Stored records:

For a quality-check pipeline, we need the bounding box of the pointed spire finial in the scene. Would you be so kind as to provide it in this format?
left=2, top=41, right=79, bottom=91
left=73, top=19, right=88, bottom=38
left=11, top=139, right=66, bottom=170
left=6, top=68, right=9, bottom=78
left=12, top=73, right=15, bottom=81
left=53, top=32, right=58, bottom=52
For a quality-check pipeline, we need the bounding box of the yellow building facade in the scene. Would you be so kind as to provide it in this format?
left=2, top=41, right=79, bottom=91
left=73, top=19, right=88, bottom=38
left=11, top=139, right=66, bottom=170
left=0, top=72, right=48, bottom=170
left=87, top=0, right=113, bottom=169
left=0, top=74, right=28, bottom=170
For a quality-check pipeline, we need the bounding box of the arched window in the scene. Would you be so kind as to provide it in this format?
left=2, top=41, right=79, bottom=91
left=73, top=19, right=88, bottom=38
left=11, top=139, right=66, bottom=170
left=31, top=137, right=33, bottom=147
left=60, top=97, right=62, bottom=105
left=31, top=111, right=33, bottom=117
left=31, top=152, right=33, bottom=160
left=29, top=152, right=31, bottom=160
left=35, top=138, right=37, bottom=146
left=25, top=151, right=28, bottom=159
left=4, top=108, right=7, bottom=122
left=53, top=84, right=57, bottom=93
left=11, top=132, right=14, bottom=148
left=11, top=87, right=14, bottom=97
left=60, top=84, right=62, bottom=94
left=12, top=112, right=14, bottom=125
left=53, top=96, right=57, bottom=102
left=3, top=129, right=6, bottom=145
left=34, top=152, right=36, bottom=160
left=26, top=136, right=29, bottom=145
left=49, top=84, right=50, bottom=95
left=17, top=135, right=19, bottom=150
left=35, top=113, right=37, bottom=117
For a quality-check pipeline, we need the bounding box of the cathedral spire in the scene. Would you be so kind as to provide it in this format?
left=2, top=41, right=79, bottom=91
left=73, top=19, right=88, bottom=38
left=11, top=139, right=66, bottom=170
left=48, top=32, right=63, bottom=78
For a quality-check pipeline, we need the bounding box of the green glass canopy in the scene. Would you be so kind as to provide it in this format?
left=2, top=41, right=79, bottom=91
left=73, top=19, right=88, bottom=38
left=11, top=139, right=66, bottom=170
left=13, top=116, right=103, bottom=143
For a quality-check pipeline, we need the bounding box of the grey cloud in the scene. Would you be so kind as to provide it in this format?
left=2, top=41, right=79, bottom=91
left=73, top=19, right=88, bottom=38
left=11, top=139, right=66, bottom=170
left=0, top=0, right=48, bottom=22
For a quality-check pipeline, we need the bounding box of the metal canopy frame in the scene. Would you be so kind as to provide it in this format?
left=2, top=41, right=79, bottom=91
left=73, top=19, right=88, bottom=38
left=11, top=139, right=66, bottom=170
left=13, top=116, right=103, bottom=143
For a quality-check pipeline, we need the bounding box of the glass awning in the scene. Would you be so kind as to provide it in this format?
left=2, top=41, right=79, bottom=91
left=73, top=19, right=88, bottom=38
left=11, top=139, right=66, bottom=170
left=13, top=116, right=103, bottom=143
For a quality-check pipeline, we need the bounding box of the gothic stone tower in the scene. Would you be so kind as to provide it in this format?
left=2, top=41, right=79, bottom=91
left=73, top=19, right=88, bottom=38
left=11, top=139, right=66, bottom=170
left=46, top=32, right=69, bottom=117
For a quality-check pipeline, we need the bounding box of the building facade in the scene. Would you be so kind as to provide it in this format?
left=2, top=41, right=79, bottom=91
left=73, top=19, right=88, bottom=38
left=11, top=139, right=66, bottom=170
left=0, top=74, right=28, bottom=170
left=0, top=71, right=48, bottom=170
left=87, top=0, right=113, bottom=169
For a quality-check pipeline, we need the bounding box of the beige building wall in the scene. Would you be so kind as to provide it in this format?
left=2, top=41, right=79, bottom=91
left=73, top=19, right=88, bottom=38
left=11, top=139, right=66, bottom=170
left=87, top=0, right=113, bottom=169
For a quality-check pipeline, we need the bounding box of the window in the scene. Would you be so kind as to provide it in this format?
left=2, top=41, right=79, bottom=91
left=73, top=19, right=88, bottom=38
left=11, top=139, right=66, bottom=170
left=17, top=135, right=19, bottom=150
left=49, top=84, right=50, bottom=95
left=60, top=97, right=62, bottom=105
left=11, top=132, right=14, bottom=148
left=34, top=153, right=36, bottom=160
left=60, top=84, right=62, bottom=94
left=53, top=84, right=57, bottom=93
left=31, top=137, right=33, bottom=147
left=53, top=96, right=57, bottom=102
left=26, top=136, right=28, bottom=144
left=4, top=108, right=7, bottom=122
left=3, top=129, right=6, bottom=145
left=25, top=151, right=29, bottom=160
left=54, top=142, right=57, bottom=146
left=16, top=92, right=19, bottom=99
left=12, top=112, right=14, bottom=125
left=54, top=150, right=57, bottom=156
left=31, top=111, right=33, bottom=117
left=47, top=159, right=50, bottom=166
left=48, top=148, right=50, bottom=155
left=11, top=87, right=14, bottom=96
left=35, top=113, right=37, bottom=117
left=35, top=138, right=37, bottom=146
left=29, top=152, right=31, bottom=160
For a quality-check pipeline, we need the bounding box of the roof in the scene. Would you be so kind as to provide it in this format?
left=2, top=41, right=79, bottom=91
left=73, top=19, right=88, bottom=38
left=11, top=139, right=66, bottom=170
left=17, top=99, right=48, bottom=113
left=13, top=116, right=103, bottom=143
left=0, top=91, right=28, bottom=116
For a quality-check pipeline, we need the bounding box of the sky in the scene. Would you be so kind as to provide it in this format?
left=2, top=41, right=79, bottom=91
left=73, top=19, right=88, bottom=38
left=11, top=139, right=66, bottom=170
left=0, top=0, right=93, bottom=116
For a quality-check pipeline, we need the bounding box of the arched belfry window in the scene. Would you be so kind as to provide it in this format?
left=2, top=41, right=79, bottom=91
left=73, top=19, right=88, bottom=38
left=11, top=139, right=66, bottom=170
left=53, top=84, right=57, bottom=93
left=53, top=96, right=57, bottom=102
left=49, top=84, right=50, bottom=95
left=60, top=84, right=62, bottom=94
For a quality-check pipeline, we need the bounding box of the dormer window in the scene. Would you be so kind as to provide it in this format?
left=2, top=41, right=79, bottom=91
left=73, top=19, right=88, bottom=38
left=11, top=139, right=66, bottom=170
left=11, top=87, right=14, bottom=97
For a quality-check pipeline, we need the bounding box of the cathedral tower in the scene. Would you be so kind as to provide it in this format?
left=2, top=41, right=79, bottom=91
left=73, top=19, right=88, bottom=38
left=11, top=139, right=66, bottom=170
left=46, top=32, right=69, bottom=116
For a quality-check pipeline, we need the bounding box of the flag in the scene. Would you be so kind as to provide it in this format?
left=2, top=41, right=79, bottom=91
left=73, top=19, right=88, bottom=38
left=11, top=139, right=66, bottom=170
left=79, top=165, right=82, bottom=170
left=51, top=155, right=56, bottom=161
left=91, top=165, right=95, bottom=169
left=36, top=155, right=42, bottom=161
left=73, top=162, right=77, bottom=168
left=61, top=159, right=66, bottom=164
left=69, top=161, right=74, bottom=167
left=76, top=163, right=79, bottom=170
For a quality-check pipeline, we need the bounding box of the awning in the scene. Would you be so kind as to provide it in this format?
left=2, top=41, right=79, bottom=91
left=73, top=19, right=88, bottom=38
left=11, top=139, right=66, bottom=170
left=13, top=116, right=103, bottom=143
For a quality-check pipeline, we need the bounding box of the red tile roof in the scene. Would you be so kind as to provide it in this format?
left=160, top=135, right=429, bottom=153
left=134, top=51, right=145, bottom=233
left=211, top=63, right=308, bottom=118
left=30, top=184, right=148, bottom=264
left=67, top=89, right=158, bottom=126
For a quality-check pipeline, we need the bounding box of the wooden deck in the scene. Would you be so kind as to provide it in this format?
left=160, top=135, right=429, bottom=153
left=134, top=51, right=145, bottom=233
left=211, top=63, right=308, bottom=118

GOAL OF THE EXERCISE:
Report, as a bare number, how many lines above contain the string "roof".

THE ANSWER:
2